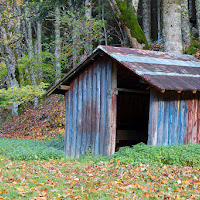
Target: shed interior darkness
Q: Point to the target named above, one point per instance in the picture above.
(132, 109)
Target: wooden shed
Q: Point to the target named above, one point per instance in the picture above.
(122, 96)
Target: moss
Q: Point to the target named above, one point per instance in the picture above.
(192, 49)
(130, 20)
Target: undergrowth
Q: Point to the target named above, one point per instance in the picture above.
(180, 155)
(16, 149)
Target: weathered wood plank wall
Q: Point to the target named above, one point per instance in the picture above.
(174, 118)
(90, 111)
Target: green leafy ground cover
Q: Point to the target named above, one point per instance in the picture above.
(38, 170)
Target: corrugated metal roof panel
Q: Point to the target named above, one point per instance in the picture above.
(164, 71)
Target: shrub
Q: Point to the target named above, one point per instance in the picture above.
(16, 149)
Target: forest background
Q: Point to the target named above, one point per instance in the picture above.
(42, 39)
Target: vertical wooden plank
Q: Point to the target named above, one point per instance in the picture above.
(67, 123)
(103, 106)
(79, 117)
(155, 118)
(194, 118)
(84, 114)
(170, 126)
(177, 116)
(189, 120)
(166, 121)
(89, 111)
(160, 119)
(108, 112)
(74, 120)
(71, 119)
(113, 121)
(94, 90)
(97, 117)
(151, 115)
(198, 125)
(183, 115)
(174, 122)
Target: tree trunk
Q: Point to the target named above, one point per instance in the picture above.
(32, 71)
(159, 19)
(146, 18)
(88, 16)
(197, 4)
(135, 5)
(172, 26)
(11, 67)
(57, 43)
(88, 9)
(128, 19)
(39, 46)
(190, 7)
(186, 35)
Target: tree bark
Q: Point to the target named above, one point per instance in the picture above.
(172, 26)
(128, 19)
(39, 44)
(186, 34)
(135, 5)
(57, 43)
(88, 9)
(146, 18)
(11, 66)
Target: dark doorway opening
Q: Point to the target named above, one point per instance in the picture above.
(132, 110)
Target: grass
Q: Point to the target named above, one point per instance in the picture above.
(38, 170)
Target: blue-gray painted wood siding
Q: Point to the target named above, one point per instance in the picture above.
(173, 118)
(88, 113)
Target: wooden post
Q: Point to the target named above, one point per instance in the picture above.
(113, 121)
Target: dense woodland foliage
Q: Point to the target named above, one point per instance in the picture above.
(40, 40)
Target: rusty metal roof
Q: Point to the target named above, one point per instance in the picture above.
(164, 71)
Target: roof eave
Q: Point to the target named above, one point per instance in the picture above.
(74, 71)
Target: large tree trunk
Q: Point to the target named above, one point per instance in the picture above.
(146, 18)
(128, 18)
(32, 71)
(135, 4)
(57, 43)
(11, 66)
(159, 7)
(39, 45)
(186, 35)
(172, 26)
(197, 2)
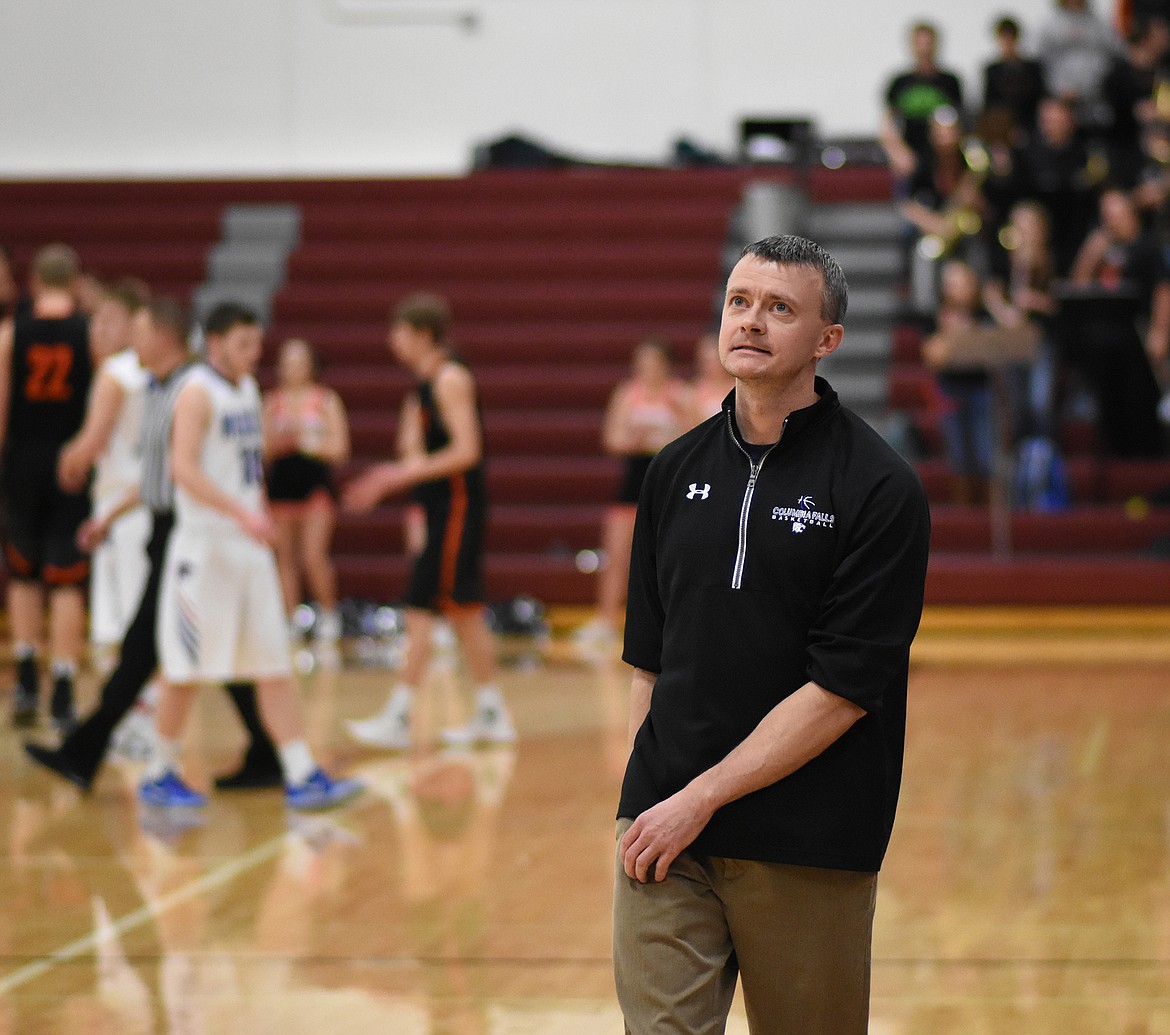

== Exercise directions ==
Copy out each line of the records above that contains the word "shed".

== Result of this task ==
Target: shed interior darkness
Target: wooden shed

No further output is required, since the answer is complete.